Task brief:
Could you write out the records below exactly as they appear?

+++ Given entries +++

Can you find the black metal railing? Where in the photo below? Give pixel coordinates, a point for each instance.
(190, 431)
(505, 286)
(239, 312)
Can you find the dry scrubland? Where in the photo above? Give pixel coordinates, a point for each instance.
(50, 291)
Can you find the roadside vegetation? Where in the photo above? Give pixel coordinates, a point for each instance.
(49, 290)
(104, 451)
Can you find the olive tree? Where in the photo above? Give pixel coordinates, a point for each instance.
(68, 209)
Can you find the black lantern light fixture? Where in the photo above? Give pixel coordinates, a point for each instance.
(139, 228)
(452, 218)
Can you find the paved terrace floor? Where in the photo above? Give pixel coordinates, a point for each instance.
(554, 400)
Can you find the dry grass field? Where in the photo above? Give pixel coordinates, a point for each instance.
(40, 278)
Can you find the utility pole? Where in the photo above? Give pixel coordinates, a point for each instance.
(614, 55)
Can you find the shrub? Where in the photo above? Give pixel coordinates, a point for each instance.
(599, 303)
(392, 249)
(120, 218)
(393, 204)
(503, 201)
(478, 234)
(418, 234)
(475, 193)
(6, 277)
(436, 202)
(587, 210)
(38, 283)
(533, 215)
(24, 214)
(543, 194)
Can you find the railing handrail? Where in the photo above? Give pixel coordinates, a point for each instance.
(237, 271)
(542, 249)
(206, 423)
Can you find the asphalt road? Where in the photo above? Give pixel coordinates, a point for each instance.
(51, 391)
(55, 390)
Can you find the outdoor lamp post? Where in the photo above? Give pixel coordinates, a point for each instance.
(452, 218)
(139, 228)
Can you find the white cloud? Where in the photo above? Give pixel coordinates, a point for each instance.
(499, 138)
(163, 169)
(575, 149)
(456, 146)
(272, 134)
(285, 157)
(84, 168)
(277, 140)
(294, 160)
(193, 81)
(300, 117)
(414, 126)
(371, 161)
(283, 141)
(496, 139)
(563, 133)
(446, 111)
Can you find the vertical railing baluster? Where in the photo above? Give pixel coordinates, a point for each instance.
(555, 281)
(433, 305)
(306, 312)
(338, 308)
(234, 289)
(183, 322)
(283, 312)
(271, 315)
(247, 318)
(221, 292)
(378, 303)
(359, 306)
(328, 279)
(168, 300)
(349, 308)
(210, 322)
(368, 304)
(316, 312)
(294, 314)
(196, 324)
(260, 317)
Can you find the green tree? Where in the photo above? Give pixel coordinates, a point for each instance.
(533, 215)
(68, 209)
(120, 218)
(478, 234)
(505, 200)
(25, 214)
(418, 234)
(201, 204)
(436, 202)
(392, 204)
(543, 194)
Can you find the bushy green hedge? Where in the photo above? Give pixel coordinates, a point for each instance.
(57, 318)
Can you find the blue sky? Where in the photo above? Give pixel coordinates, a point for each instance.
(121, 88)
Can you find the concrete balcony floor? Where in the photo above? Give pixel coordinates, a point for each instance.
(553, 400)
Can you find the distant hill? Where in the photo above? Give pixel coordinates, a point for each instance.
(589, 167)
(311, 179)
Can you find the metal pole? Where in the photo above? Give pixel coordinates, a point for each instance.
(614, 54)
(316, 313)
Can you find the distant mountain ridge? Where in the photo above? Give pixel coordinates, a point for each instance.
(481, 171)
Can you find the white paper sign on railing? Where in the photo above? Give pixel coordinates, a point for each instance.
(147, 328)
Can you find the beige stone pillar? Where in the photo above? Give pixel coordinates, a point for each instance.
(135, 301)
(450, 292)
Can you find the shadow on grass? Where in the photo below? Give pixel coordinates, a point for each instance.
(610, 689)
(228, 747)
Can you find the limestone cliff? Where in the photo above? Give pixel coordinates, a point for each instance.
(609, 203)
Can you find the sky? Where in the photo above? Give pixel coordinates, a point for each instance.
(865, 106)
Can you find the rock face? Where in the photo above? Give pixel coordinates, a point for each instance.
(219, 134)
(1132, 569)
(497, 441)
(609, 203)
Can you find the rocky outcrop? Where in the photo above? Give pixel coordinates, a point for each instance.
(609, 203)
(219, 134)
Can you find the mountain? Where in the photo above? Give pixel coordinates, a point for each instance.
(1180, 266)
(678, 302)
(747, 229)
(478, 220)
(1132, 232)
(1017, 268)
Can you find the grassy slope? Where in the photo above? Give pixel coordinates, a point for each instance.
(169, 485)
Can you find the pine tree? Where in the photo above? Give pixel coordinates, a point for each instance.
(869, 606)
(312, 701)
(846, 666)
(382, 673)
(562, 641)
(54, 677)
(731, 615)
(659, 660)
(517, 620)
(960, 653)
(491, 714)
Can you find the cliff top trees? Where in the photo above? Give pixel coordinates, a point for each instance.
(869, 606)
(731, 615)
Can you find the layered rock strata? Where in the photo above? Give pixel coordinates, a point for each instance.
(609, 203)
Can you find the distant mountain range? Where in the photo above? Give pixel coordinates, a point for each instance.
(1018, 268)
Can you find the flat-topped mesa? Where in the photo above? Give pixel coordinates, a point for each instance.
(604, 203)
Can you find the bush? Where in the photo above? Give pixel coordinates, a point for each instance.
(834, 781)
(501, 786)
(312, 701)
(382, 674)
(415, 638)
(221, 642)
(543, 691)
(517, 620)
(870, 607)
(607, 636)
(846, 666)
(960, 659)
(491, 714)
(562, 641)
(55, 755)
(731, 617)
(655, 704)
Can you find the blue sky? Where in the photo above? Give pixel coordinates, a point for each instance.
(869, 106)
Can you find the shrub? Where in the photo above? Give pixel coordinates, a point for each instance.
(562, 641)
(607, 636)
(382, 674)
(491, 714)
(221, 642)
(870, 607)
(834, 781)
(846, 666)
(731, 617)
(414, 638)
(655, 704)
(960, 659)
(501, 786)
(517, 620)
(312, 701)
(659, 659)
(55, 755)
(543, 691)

+++

Task response:
Can you find the black metal railing? Where in the photo below? Give pixel coordinates, a point for each instance.
(190, 431)
(505, 286)
(239, 312)
Can you find the dry scrubland? Where in the photo above? Give pixel coordinates, a point for each instance.
(50, 291)
Can you find the roadside vegetation? Where in the photo above? Give pixel coordinates, a point for each instance.
(49, 290)
(104, 451)
Can you find the olive tree? Where in the photo above? Give pixel coordinates, a point for each instance.
(68, 209)
Can you find the black lantern light fixture? Where in the photo above? Give pixel coordinates, a point for each instance.
(139, 228)
(452, 218)
Can you find the paved terrace floor? Where in the photo above? Give pixel coordinates, a point for each instance.
(554, 400)
Can you find the dry grass field? Where in the photo above? Give pixel coordinates, a point for each instance.
(40, 278)
Can you find the utility pole? Where in the photo above? Give pixel coordinates, a point for each instance.
(614, 55)
Can you find the shrub? Where in the photo above? Give pixel coordinates, a point for each instance.
(599, 303)
(392, 249)
(120, 218)
(393, 204)
(503, 201)
(478, 234)
(418, 234)
(475, 193)
(6, 277)
(436, 202)
(587, 210)
(38, 283)
(533, 215)
(24, 214)
(543, 194)
Can you find the railing handrail? Where in the photo above? Give pixel coordinates, a point for each instance.
(237, 271)
(542, 249)
(206, 423)
Can you find the asphalt road? Where in the photo above? Give pixel coordinates, a point for each instance.
(51, 391)
(55, 390)
Can you find the outdoor lamp post? Where in the photo above? Give pixel coordinates, a point for each instance.
(452, 218)
(139, 228)
Can you find the white cloud? Where in the photo above? Give pixel coordinates, a point for each instance.
(499, 138)
(163, 169)
(575, 149)
(456, 146)
(272, 134)
(285, 157)
(84, 168)
(277, 140)
(294, 160)
(193, 81)
(300, 117)
(414, 126)
(371, 161)
(283, 141)
(496, 139)
(563, 133)
(446, 111)
Can you find the vertical railing baluster? Where in the photo above? Give pixel coordinates, a point for each instance.
(555, 281)
(433, 305)
(306, 312)
(338, 308)
(234, 289)
(183, 322)
(283, 312)
(271, 315)
(247, 318)
(221, 292)
(378, 303)
(359, 306)
(328, 279)
(168, 300)
(349, 308)
(210, 322)
(368, 304)
(316, 312)
(294, 314)
(196, 324)
(260, 317)
Can you find the green tree? Where in the photo above? Give pixel coordinates, a point for each instance.
(533, 215)
(68, 209)
(120, 218)
(478, 234)
(505, 200)
(25, 214)
(418, 234)
(201, 204)
(436, 202)
(392, 204)
(543, 194)
Can you find the bushy green hedge? Where in the photo above? Give pixel coordinates, a point for each instance.
(57, 318)
Can you find the blue sky? Where in the photo above? Give pixel coordinates, a point for each instance.
(121, 88)
Can you find the concrete balcony floor? Where in the photo above? Give pixel coordinates, a point for each instance.
(553, 400)
Can you find the distant hill? Where in the photo above? Give pixel coordinates, a point for each instance.
(589, 167)
(311, 179)
Can you find the metal pole? Where in the photo above? Give pixel coordinates, a point for each instance.
(614, 54)
(316, 313)
Can you find the distant mountain ridge? Where in the photo above? Give pixel coordinates, a point for each instance.
(481, 171)
Can you find the white paper sign on railing? Where in the photo above? Give pixel coordinates, a point for each instance.
(147, 328)
Can you find the beige stone pillar? Where in the photo above? Give pixel coordinates, a point for each instance.
(135, 301)
(450, 292)
Can you find the shadow on grass? Where in the photo below? Give pixel coordinates, a point for each instance.
(610, 689)
(228, 747)
Can you find the limestone cliff? Where in the photo above? Give pixel coordinates, a point for each instance.
(609, 203)
Can you find the sky? Where in the photo above? Give pixel coordinates, a point for each instance.
(865, 106)
Can you find the rock face? Where in the photo above? Give pixel coordinates, a point for each instance.
(219, 134)
(1132, 569)
(497, 441)
(609, 203)
Can you find the rocky outcrop? Where in the photo above? Give pixel coordinates, a point for each instance.
(609, 203)
(219, 134)
Can you find the mountain? Where in the photo above? Give pixel coordinates, a point for each instance.
(1180, 266)
(678, 302)
(747, 229)
(478, 220)
(1132, 232)
(1017, 268)
Can you find the grassy slope? Where in the photo above? Give pixel coordinates, a point for each instance.
(169, 485)
Can you find the pine tree? Where in the photo above? Give pixel coordinates, a point for each instance.
(869, 606)
(312, 701)
(846, 666)
(382, 673)
(562, 641)
(54, 677)
(731, 615)
(659, 660)
(517, 620)
(960, 653)
(491, 714)
Can you find the cliff top trees? Where in the photo above? Give pixel coordinates, a point for each instance.
(869, 606)
(731, 615)
Can you find the layered rock strata? Where in the photo above? Give pixel coordinates, a point for each instance.
(609, 203)
Can you find the distant mountain range? Where in the photo above? Give pixel coordinates, a point for each instance.
(1018, 268)
Can you find the flat-topped mesa? Where in the photo above? Give pixel coordinates, a point for each instance.
(604, 203)
Can you find the bush? Where in the photo above? Give pixel coordinates, a point for each instance.
(834, 781)
(501, 786)
(312, 701)
(382, 674)
(415, 638)
(221, 642)
(543, 691)
(517, 620)
(870, 607)
(607, 636)
(846, 666)
(960, 659)
(491, 714)
(562, 641)
(55, 755)
(731, 617)
(655, 704)
Can you find the blue sky? Where in the photo above? Give pixel coordinates, a point for each instance.
(869, 106)
Can you find the shrub? Where in the photo above? Give pixel coordinates, a point for each instance.
(562, 641)
(607, 636)
(382, 674)
(491, 714)
(221, 642)
(870, 607)
(834, 781)
(846, 666)
(731, 617)
(414, 638)
(655, 704)
(960, 659)
(501, 786)
(517, 620)
(312, 701)
(659, 659)
(55, 755)
(543, 691)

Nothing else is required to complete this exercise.